→ Problem statement
Edit the records below by replacing "red triangular road sign" with "triangular warning sign" wherever it appears and leaving everything else unchanged. Leave the pictures out of your answer.

──────────

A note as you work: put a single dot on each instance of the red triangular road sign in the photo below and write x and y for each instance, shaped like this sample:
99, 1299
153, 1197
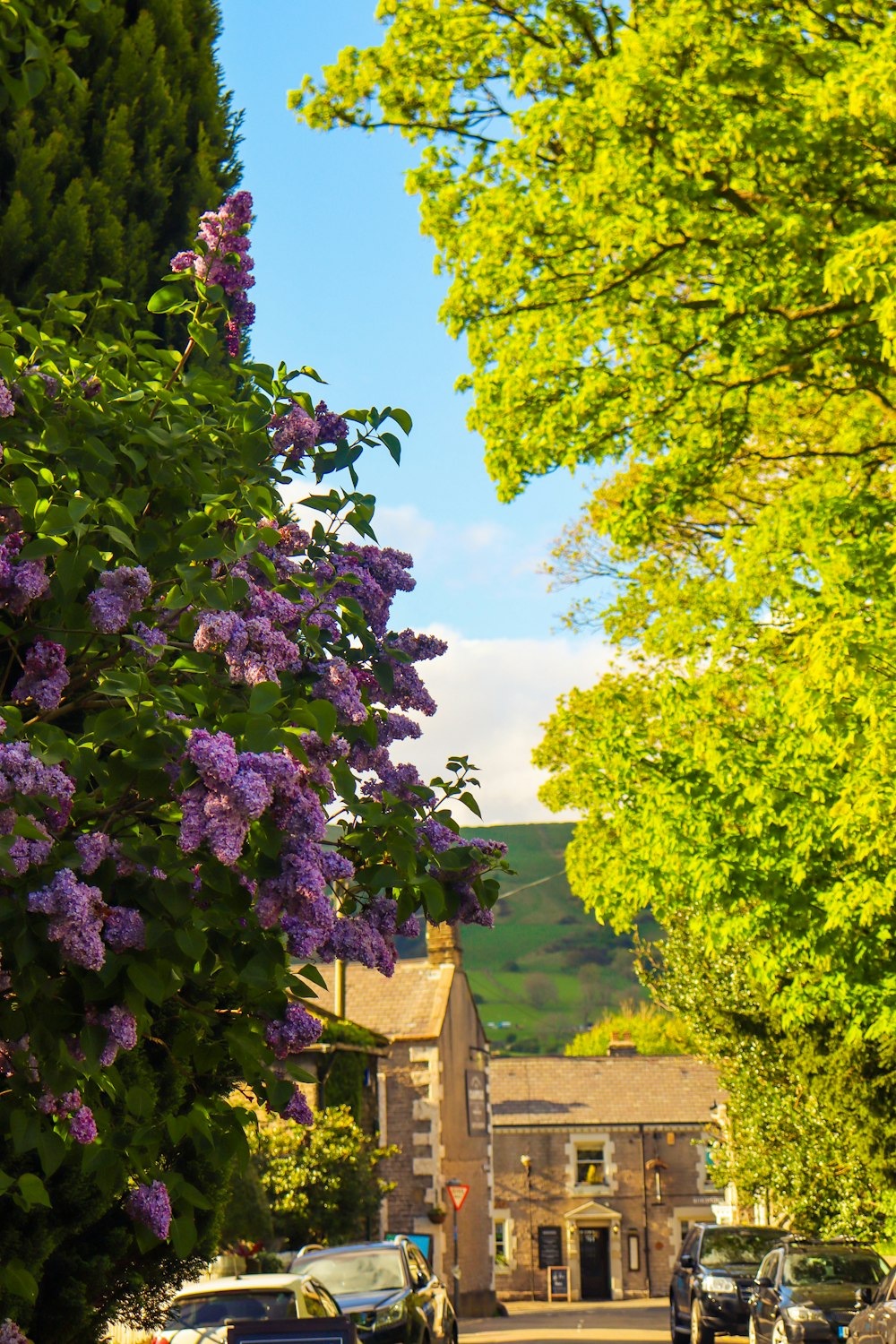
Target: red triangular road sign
458, 1193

──────────

→ Solution to the exercise
A note as you work: put a single dot on each instance of the triangular warning sign in the photo below and write x and y for each instance, shaped like this sample:
99, 1299
153, 1197
Target: triangular warning sign
458, 1193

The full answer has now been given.